• **Trecho fornecido**:
Na denúncia enviada aos organismos de direitos humanos, as entidades ressaltam que “não se tratam de meros descumprimentos pontuais de julgados da Corte Superior do país. A bem da verdade, está-se diante da absoluta incompreensão, tanto por parte do estado do Rio de Janeiro, quanto por parte do Ministério Público, sobre o real alcance das importantes decisões proferidas pelo Supremo Tribunal Federal no âmbito da ADPF n° 635.”
Na sexta-feira (21), o plenário virtual do STF começou a julgar um recurso apresentado pelo PSB (Partido Socialista Brasileiro) e por ONGs e movimentos sociais participantes da ADPF das Favelas. O pedido é para que o estado do Rio de Janeiro apresente um plano para a redução da letalidade policial. Mas o julgamento foi suspenso nesta segunda-feira (24) após pedido de vista do ministro Alexandre de Moraes.
Execuções extrajudiciais
Moradores relataram que pessoas foram executadas sem que fossem dadas chances para se renderem. Além disso, boletins médicos mostram que parte dos mortos foi atingida por tiros no rosto, costas e abdômen, o que indicaria a existência de execução. Estes fatos levaram o ministro Fachin, no STF, a enviar ofícios para a Procuradoria Geral da República (PGR) e para a Procuradoria Geral de Justiça do Rio de Janeiro (PGJ) reconhecendo a possibilidade de “execução arbitrária” em Jacarezinho.

• **Tarefa**: Prossiga com o trecho sobre a ADPF das Favelas e as mortes no Jacarezinho, escrevendo a continuação a partir da última frase.

• **Conteúdo dos dados**:
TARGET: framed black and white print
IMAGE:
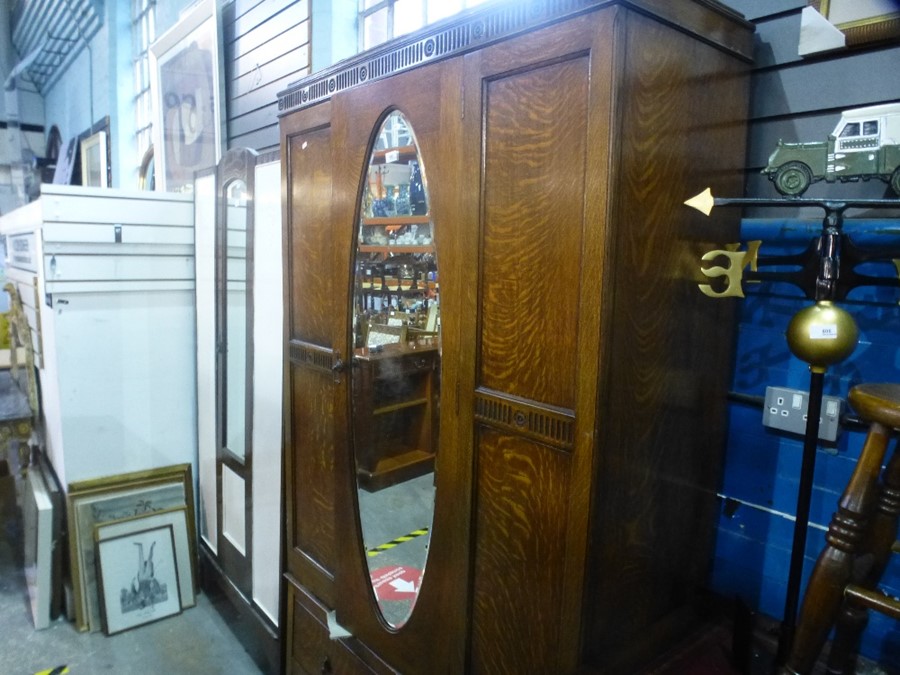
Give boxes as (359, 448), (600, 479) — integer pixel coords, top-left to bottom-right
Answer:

• **Resposta do exercício**:
Ainda segundo a denúncia supracitada das organizações e movimentos sociais, “informações da imprensa também apontam que a Polícia Civil já teria a identidade de vinte e uma pessoas supostamente envolvidas em atividades ilegais. Se elas já estavam identificadas, os fatos reforçam que a operação foi executada sem o intuito de deixá-las vivas.”
Para justificar as mortes, a polícia tem alegado que as vítimas fatais tinham antecedentes criminais ou envolvimento com o crime, o que não justifica a chacina, já que execuções extrajudiciais são inconstitucionais no Brasil. Este mesmo procedimento foi usado pela polícia para justificar mortes na Chacina da Favela Nova Brasília, nos anos 1990, caso que resultou na condenação do Brasil e do estado do Rio de Janeiro pela CIDH. A Comissão de Direitos Humanos da Ordem dos Advogados do Brasil (OAB-RJ), afirma ainda que alguns mortos não tinham passagem pela polícia e outros já tinham cumprido pena, criticando as declarações da polícia civil que acabam por violar ainda mais o direito e à memória das vítimas e seus familiares.
Tortura de pessoas presas
Em audiência de custódia, pessoas presas durante a operação relataram que sofreram agressões físicas, ameaças e sendo obrigadas pelos policiais a carregarem corpos, de acordo com informações divulgadas pela Defensoria Pública. Os relatos dão conta que a violência ocorreu não apenas na comunidade do Jacarezinho, mas também no traslado para a delegacia.
Seguindo o procedimento padrão, os presos na operação chegaram a fazer exames no IML (Instituto Médico Legal), mas a presença dos policiais na sala pode ter impedido os relatos de agressões. Com isso, a Justiça solicitou novos exames, ainda sem data para ocorrer.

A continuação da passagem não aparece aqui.